• Directions for this task:
Rewrite the entries from the line with "Mark the region of every instance of the stone" through the end of the entries, including the request lines. Multiply every coordinate in the polygon answers by 1.45 and round each to a whole number, with halves rounded up, while keeping the request text and its format samples unchanged.

• Records shown:
--------
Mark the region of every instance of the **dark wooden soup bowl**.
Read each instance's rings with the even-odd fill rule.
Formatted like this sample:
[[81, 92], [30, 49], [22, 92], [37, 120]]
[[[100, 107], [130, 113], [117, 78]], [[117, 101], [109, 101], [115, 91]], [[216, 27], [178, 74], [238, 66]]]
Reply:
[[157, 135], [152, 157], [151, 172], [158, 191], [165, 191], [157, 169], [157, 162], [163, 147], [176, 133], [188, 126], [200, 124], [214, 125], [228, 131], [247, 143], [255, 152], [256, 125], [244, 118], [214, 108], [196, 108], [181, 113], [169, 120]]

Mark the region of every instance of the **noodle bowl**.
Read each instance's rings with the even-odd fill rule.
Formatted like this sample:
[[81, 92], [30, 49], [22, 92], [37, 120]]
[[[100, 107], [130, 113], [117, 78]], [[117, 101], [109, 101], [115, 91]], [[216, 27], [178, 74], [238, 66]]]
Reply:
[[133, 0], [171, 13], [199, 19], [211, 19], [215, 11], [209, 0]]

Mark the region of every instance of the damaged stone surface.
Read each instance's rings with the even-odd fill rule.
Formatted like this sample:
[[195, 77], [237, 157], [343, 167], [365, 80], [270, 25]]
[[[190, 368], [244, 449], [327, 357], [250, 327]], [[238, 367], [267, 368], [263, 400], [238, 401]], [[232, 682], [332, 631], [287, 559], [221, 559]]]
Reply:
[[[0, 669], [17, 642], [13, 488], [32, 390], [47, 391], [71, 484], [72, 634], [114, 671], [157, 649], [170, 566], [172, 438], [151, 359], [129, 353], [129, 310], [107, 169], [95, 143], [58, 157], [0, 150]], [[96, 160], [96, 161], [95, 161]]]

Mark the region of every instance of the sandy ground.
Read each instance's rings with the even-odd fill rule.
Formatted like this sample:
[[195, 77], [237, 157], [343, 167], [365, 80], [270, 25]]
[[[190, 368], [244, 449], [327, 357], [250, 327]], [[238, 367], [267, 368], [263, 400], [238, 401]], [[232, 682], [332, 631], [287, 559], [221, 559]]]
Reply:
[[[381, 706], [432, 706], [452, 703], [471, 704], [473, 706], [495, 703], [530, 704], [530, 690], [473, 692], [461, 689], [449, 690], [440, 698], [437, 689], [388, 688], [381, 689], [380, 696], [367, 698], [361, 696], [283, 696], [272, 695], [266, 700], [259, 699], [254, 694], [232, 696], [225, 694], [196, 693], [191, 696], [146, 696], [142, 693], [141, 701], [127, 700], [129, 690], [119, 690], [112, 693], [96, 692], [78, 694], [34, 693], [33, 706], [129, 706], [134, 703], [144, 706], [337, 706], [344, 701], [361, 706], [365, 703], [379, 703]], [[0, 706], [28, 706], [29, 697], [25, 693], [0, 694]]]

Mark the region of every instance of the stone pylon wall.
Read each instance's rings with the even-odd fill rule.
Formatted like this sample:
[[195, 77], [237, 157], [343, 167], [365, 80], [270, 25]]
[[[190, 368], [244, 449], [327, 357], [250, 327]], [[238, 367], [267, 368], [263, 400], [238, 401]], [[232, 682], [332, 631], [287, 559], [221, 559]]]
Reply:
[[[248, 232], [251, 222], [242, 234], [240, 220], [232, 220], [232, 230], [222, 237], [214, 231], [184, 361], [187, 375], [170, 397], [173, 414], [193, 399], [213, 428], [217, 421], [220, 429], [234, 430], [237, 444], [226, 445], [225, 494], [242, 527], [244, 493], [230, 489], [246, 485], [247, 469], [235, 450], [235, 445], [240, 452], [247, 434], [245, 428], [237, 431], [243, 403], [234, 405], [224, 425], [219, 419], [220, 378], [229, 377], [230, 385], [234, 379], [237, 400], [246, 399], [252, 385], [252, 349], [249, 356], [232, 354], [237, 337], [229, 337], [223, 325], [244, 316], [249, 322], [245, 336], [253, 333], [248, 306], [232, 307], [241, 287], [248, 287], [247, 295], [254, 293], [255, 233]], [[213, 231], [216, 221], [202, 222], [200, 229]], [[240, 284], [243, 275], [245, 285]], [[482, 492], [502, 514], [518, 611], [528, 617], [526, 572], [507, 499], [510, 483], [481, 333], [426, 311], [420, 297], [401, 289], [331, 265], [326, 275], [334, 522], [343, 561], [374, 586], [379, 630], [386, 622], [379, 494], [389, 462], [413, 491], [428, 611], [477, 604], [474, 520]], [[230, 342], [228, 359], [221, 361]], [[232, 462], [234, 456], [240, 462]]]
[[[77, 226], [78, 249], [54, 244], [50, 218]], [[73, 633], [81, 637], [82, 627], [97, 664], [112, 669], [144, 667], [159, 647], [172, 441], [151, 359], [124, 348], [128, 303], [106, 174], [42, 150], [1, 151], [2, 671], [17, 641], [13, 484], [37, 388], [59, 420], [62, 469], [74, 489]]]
--------
• Written reply:
Mark the region of every instance of the stone pylon wall.
Read each instance's rings with the even-odd fill rule.
Formatted like this sample:
[[195, 77], [237, 157], [343, 167], [365, 80], [270, 25]]
[[[190, 368], [244, 449], [327, 357], [250, 327]], [[238, 367], [267, 368], [263, 400], [238, 401]], [[232, 682], [332, 631], [287, 559], [221, 559]]]
Reply:
[[[360, 336], [364, 322], [351, 339], [348, 319], [336, 319], [336, 334], [322, 344], [310, 335], [267, 523], [271, 544], [247, 576], [251, 600], [280, 579], [309, 621], [315, 610], [319, 622], [339, 624], [344, 644], [328, 645], [326, 716], [351, 764], [354, 715], [334, 709], [357, 703], [358, 680], [341, 653], [341, 645], [348, 655], [358, 629], [355, 621], [344, 625], [352, 584], [339, 587], [325, 616], [318, 608], [319, 548], [332, 547], [334, 558], [339, 550], [344, 580], [357, 579], [365, 558], [365, 506], [361, 516], [336, 513], [344, 489], [332, 489], [323, 471], [354, 458], [361, 467], [355, 487], [367, 483], [360, 444], [336, 445], [349, 416], [360, 416], [358, 428], [368, 425], [370, 338]], [[309, 335], [313, 320], [293, 322], [290, 332]], [[348, 412], [352, 399], [355, 413]], [[699, 713], [728, 745], [751, 886], [766, 895], [763, 829], [735, 724], [740, 700], [697, 483], [618, 451], [609, 431], [581, 419], [480, 384], [473, 399], [484, 757], [497, 813], [542, 850], [550, 914], [560, 902], [550, 716], [564, 670], [599, 712], [621, 886], [692, 876], [687, 754]], [[334, 496], [331, 521], [320, 523]], [[336, 670], [339, 661], [348, 670]]]
[[[112, 328], [113, 361], [78, 354], [73, 316]], [[106, 918], [117, 924], [119, 909], [141, 963], [162, 970], [209, 967], [231, 938], [249, 639], [219, 521], [180, 505], [186, 439], [154, 252], [61, 218], [1, 219], [3, 973], [25, 929], [19, 702], [54, 563], [86, 609], [90, 680], [107, 709]]]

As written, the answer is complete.